Input rows:

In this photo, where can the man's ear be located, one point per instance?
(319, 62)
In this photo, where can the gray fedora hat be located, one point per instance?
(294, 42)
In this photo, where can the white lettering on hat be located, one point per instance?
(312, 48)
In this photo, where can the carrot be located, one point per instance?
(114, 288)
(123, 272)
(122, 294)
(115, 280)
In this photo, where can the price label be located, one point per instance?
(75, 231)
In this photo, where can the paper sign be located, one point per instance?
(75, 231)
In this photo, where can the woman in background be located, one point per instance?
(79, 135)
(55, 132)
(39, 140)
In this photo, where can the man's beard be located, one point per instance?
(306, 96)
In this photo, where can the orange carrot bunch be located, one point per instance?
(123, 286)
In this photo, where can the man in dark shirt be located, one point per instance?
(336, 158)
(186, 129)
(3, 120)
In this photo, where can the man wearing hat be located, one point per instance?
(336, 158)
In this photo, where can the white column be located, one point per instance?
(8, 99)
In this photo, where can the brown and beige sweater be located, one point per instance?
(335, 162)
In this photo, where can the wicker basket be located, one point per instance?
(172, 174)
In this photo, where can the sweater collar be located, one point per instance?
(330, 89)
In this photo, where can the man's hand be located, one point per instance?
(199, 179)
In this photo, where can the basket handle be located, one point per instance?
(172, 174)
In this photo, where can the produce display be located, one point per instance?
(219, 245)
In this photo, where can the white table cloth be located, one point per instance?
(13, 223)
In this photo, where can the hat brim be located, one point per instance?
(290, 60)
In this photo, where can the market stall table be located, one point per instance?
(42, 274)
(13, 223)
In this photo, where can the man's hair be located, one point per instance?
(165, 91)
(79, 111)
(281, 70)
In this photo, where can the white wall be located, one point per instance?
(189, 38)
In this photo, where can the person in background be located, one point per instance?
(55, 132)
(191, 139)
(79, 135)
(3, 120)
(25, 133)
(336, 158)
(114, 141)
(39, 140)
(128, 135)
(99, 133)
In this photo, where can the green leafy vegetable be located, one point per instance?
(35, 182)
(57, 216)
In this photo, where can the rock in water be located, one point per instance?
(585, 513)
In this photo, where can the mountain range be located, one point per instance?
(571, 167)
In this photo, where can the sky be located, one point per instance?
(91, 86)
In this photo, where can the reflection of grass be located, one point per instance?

Requirements: Reproduce all of the records above, substituting "In this image" for each occurrence of "In this photo" and keeping everything else identical.

Answer for this exercise:
In this image, where can the man's ear be located, one point per instance?
(319, 62)
In this image, where can the gray fedora hat be located, one point per instance?
(294, 42)
In this image, where can the white lettering on hat be located, one point per instance?
(312, 48)
In this image, where can the carrot be located, one point per instance?
(114, 288)
(123, 272)
(122, 294)
(115, 280)
In this image, where can the price label be located, one point per instance?
(75, 231)
In this image, where can the paper sign be located, one point per instance?
(75, 231)
In this image, where can the woman in background be located, one point per instance?
(79, 135)
(55, 132)
(39, 140)
In this image, where can the man's beard be located, one point per instance?
(306, 96)
In this image, where can the orange carrot bunch be located, one point per instance?
(123, 286)
In this image, where can the man in dark shirt be located, one point per instance?
(336, 158)
(186, 129)
(3, 120)
In this image, where can the man wearing hat be located, one point per instance?
(336, 158)
In this image, where can the white column be located, one point per instance?
(8, 99)
In this image, where can the brown and beige sweater be located, one point per instance?
(335, 162)
In this image, where can the wicker basket be located, one point per instance?
(172, 174)
In this image, where can the sweater collar be located, one point per instance?
(330, 89)
In this image, where can the man's hand be located, one point per instance?
(199, 179)
In this image, where can the basket handle be located, one point per instance?
(172, 174)
In this image, where can the produce display be located, one point per instance?
(219, 245)
In this image, where can the white table cloth be located, one point per instance?
(13, 223)
In this image, where can the hat brim be located, one point per instance?
(290, 60)
In this image, where can the market stall table be located, one point per instance?
(42, 274)
(13, 223)
In this image, where can the man's hair be located, one point per instance?
(165, 91)
(79, 111)
(281, 70)
In this image, where can the white wall be located, one point per instance?
(189, 38)
In this image, where can the person in background be located, one point per instance?
(55, 132)
(191, 139)
(79, 135)
(3, 120)
(25, 133)
(336, 158)
(114, 141)
(39, 140)
(128, 135)
(99, 133)
In this image, where can the green leafy vegetable be located, one point per instance?
(35, 182)
(57, 216)
In this image, where can the rock in water be located, one point per instance?
(585, 513)
In this image, where can the mountain range be located, one point per instance?
(571, 167)
In this image, where can the sky be located, one point per instance?
(91, 86)
In this image, where can the reflection of grass be located, one point per instance?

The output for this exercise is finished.